● Aim
Scale the part of the entries that opens with the line containing "in blue kit?" and closes with the line containing "[0,154,27,167]", both lines included: write every line of it again, requests unchanged, with each bounding-box coordinate in the answers multiplied by 1.45 and rounded to a whole number, halves rounded up. Give only these lines.

--- START Material to process ---

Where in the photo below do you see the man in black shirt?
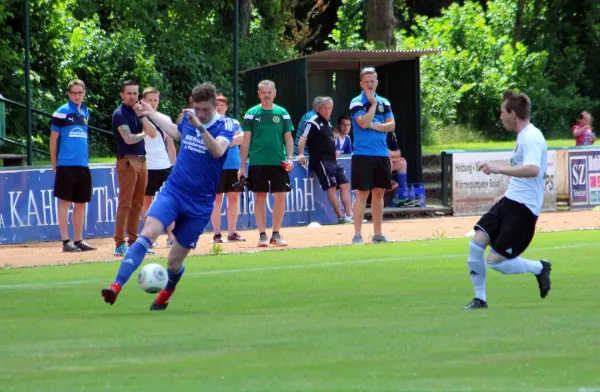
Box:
[298,97,353,224]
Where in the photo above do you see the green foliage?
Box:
[397,0,592,143]
[0,0,296,156]
[327,0,367,50]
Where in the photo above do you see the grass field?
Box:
[0,231,600,392]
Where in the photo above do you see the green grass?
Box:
[0,231,600,392]
[422,139,575,155]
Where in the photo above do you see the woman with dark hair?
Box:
[572,112,596,146]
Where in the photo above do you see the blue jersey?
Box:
[161,114,234,208]
[50,100,90,167]
[223,118,243,170]
[350,93,394,157]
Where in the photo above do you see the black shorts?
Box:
[475,197,538,259]
[217,169,238,193]
[248,165,292,193]
[144,167,173,196]
[309,161,349,191]
[54,166,92,203]
[352,155,392,191]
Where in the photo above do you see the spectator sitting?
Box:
[294,97,321,155]
[573,112,596,146]
[335,116,352,156]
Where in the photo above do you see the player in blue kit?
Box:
[102,83,234,310]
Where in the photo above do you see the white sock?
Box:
[488,257,542,275]
[467,240,487,301]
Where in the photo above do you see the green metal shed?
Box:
[242,49,441,182]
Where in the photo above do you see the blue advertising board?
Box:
[0,158,354,244]
[568,149,600,208]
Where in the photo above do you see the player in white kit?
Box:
[463,90,552,309]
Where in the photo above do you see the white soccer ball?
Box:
[138,263,169,294]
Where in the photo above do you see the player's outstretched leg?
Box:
[101,235,152,305]
[535,260,552,298]
[463,239,487,310]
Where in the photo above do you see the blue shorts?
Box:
[148,189,213,249]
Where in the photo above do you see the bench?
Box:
[0,154,27,167]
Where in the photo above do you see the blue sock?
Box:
[165,264,185,290]
[115,235,152,286]
[394,172,406,188]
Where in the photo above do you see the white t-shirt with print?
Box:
[505,124,548,216]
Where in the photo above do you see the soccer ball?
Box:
[138,263,169,294]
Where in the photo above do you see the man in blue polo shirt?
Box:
[50,79,96,252]
[350,67,396,244]
[112,80,156,256]
[101,83,234,311]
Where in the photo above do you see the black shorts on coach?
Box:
[248,165,292,193]
[475,197,538,259]
[352,155,392,191]
[54,166,92,203]
[217,169,239,193]
[144,167,173,196]
[308,160,349,191]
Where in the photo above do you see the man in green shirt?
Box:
[238,80,294,247]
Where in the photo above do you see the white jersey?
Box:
[505,124,548,216]
[144,127,172,170]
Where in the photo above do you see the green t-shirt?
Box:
[242,105,294,166]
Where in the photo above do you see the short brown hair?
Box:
[217,93,229,106]
[67,79,85,92]
[192,83,217,106]
[121,79,140,93]
[503,90,531,120]
[360,67,377,80]
[142,87,160,98]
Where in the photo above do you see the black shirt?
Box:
[302,113,336,161]
[112,103,146,155]
[385,132,400,151]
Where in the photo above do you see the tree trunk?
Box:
[367,0,396,49]
[240,0,252,37]
[513,0,525,46]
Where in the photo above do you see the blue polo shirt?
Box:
[50,100,90,167]
[350,92,394,157]
[112,103,146,156]
[223,117,242,170]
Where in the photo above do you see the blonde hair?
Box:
[142,87,160,98]
[67,79,85,92]
[258,79,277,91]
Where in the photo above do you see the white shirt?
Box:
[144,130,171,170]
[505,124,548,216]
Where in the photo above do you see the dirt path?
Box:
[0,211,600,268]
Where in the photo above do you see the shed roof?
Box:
[241,48,443,73]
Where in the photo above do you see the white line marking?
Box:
[0,243,590,290]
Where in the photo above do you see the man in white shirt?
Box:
[463,90,552,309]
[142,87,177,248]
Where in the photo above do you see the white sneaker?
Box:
[352,234,365,245]
[371,234,395,244]
[338,216,354,225]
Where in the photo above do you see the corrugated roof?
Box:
[241,48,444,73]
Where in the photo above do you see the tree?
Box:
[240,0,252,37]
[366,0,396,48]
[513,0,525,46]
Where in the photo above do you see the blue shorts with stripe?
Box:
[148,188,214,249]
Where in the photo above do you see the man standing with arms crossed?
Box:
[210,94,246,244]
[50,79,96,252]
[350,67,396,244]
[298,97,352,224]
[238,80,294,247]
[463,90,552,310]
[112,80,156,256]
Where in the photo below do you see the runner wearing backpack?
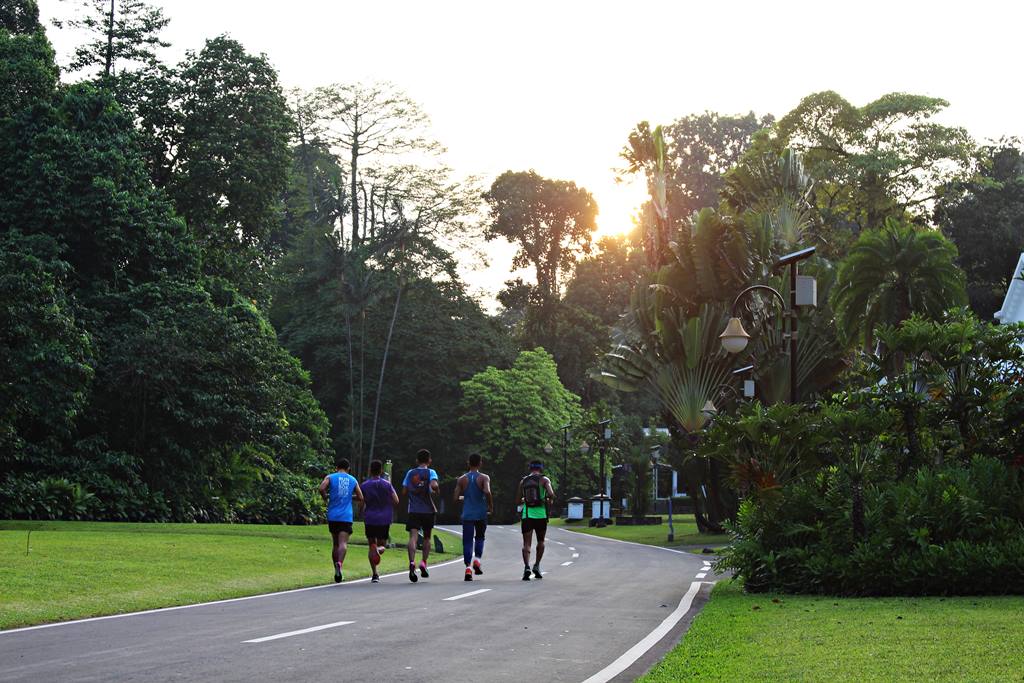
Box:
[517,460,555,581]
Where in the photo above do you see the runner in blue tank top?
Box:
[455,453,495,581]
[319,458,362,584]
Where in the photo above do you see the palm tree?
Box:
[831,218,967,348]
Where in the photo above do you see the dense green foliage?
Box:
[935,141,1024,319]
[638,582,1024,683]
[712,315,1024,595]
[459,348,583,519]
[831,219,967,347]
[0,14,330,521]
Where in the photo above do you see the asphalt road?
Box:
[0,526,715,683]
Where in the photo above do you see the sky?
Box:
[39,0,1024,299]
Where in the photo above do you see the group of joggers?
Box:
[319,450,555,584]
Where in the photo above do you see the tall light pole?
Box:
[719,247,817,403]
[597,418,611,526]
[559,425,571,506]
[650,445,676,543]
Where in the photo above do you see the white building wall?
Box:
[995,254,1024,325]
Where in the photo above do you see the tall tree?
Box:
[167,36,292,301]
[0,0,57,119]
[460,348,583,519]
[57,0,170,80]
[935,140,1024,319]
[298,83,441,249]
[483,171,597,342]
[831,219,967,349]
[774,91,974,240]
[621,112,774,219]
[0,84,327,519]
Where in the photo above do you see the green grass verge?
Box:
[550,515,729,547]
[639,582,1024,683]
[0,521,462,629]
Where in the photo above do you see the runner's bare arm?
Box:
[452,474,466,503]
[480,474,495,514]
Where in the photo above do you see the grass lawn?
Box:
[0,521,462,629]
[550,515,729,547]
[640,582,1024,683]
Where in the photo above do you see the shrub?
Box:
[237,473,325,524]
[719,457,1024,595]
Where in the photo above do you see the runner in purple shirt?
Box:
[359,460,398,584]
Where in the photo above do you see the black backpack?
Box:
[522,474,544,508]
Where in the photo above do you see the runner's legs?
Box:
[462,521,476,566]
[537,522,548,564]
[522,529,534,566]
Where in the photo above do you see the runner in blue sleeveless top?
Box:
[319,458,362,584]
[455,453,495,581]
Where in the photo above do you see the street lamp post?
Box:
[559,425,571,505]
[650,445,676,543]
[597,419,611,526]
[719,247,817,403]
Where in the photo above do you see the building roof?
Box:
[995,254,1024,325]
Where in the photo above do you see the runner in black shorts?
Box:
[359,460,398,584]
[401,449,439,584]
[516,460,555,581]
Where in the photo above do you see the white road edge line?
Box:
[583,581,713,683]
[555,526,693,557]
[0,557,462,636]
[242,622,355,643]
[442,588,492,602]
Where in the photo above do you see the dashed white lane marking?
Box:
[0,557,462,636]
[443,588,492,602]
[583,581,703,683]
[242,622,355,643]
[555,526,693,557]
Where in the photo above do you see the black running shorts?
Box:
[522,517,548,541]
[327,519,352,533]
[406,512,435,533]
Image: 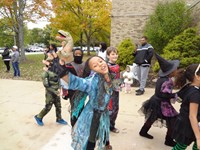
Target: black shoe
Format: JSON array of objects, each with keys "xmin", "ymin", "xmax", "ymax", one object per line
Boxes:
[
  {"xmin": 139, "ymin": 132, "xmax": 153, "ymax": 139},
  {"xmin": 135, "ymin": 90, "xmax": 144, "ymax": 95}
]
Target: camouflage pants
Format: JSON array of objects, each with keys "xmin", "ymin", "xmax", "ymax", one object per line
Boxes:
[{"xmin": 37, "ymin": 91, "xmax": 62, "ymax": 120}]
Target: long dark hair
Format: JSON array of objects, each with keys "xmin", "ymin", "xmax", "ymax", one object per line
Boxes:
[{"xmin": 175, "ymin": 64, "xmax": 200, "ymax": 88}]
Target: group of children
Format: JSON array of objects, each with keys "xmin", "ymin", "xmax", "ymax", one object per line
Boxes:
[{"xmin": 35, "ymin": 30, "xmax": 200, "ymax": 150}]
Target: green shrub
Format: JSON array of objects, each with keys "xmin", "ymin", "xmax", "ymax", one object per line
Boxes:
[
  {"xmin": 153, "ymin": 28, "xmax": 200, "ymax": 71},
  {"xmin": 117, "ymin": 39, "xmax": 135, "ymax": 70},
  {"xmin": 144, "ymin": 0, "xmax": 192, "ymax": 54}
]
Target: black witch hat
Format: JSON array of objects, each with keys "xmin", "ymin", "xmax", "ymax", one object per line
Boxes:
[{"xmin": 156, "ymin": 53, "xmax": 180, "ymax": 77}]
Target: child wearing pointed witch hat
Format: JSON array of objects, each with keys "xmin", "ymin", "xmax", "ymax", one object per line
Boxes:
[{"xmin": 139, "ymin": 54, "xmax": 179, "ymax": 146}]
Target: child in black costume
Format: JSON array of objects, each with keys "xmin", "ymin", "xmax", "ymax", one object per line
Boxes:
[
  {"xmin": 139, "ymin": 54, "xmax": 179, "ymax": 146},
  {"xmin": 173, "ymin": 64, "xmax": 200, "ymax": 150}
]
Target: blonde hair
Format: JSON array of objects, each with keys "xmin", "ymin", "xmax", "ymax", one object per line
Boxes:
[{"xmin": 106, "ymin": 46, "xmax": 118, "ymax": 56}]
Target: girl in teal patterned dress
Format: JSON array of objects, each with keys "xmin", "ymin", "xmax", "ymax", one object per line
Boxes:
[{"xmin": 51, "ymin": 56, "xmax": 120, "ymax": 150}]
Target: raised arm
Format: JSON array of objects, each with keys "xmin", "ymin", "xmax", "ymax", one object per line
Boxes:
[{"xmin": 56, "ymin": 30, "xmax": 74, "ymax": 62}]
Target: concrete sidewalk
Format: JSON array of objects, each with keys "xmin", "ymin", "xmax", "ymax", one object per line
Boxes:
[{"xmin": 0, "ymin": 79, "xmax": 184, "ymax": 150}]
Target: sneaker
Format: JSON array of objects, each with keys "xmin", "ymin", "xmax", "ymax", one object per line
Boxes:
[
  {"xmin": 56, "ymin": 119, "xmax": 67, "ymax": 125},
  {"xmin": 110, "ymin": 128, "xmax": 119, "ymax": 133},
  {"xmin": 34, "ymin": 115, "xmax": 44, "ymax": 126},
  {"xmin": 139, "ymin": 132, "xmax": 153, "ymax": 139},
  {"xmin": 135, "ymin": 90, "xmax": 144, "ymax": 95}
]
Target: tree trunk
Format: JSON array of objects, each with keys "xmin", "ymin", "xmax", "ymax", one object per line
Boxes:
[{"xmin": 18, "ymin": 0, "xmax": 26, "ymax": 61}]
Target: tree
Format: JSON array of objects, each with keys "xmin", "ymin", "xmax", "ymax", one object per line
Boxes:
[
  {"xmin": 153, "ymin": 28, "xmax": 200, "ymax": 71},
  {"xmin": 0, "ymin": 0, "xmax": 49, "ymax": 60},
  {"xmin": 144, "ymin": 0, "xmax": 192, "ymax": 53},
  {"xmin": 51, "ymin": 0, "xmax": 111, "ymax": 55}
]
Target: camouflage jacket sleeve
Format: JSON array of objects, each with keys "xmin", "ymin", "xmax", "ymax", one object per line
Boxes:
[{"xmin": 42, "ymin": 72, "xmax": 58, "ymax": 95}]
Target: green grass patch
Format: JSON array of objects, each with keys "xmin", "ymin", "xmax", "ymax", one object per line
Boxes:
[{"xmin": 0, "ymin": 53, "xmax": 95, "ymax": 81}]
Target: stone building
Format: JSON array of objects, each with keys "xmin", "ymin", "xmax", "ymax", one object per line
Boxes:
[{"xmin": 110, "ymin": 0, "xmax": 200, "ymax": 46}]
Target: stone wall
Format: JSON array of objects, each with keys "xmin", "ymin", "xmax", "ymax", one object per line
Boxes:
[{"xmin": 110, "ymin": 0, "xmax": 200, "ymax": 46}]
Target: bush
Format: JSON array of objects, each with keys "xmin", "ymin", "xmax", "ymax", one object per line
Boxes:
[
  {"xmin": 153, "ymin": 28, "xmax": 200, "ymax": 71},
  {"xmin": 117, "ymin": 39, "xmax": 135, "ymax": 70},
  {"xmin": 144, "ymin": 0, "xmax": 192, "ymax": 54}
]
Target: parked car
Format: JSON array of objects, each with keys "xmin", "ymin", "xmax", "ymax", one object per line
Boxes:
[{"xmin": 29, "ymin": 47, "xmax": 43, "ymax": 52}]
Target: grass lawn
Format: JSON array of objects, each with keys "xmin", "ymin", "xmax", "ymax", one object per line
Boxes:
[{"xmin": 0, "ymin": 53, "xmax": 95, "ymax": 81}]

--- END Material to process ---

● Task solution
Where in the photo above do you see the player in blue kit?
Box:
[148,120,339,450]
Where in the photo above do you see the white sock?
Box:
[708,373,786,399]
[677,348,706,436]
Where in the photo above do you see the green metal shed?
Box:
[351,71,639,264]
Where in the photo above do you see the blue advertising board?
Box:
[0,229,513,354]
[824,216,870,302]
Where in the photo above do you see the player in white kit?
Box:
[671,131,800,448]
Where in the photo above do you see the white soccer ball?
Box:
[200,381,245,426]
Where in the photo above do you see the player's outstretched leg?
Box:
[146,341,220,442]
[776,377,800,432]
[671,347,706,450]
Where in the photo above do you see the blue shorts?
Box:
[215,274,309,361]
Where in the photo above do you see the bench?
Box:
[0,223,39,242]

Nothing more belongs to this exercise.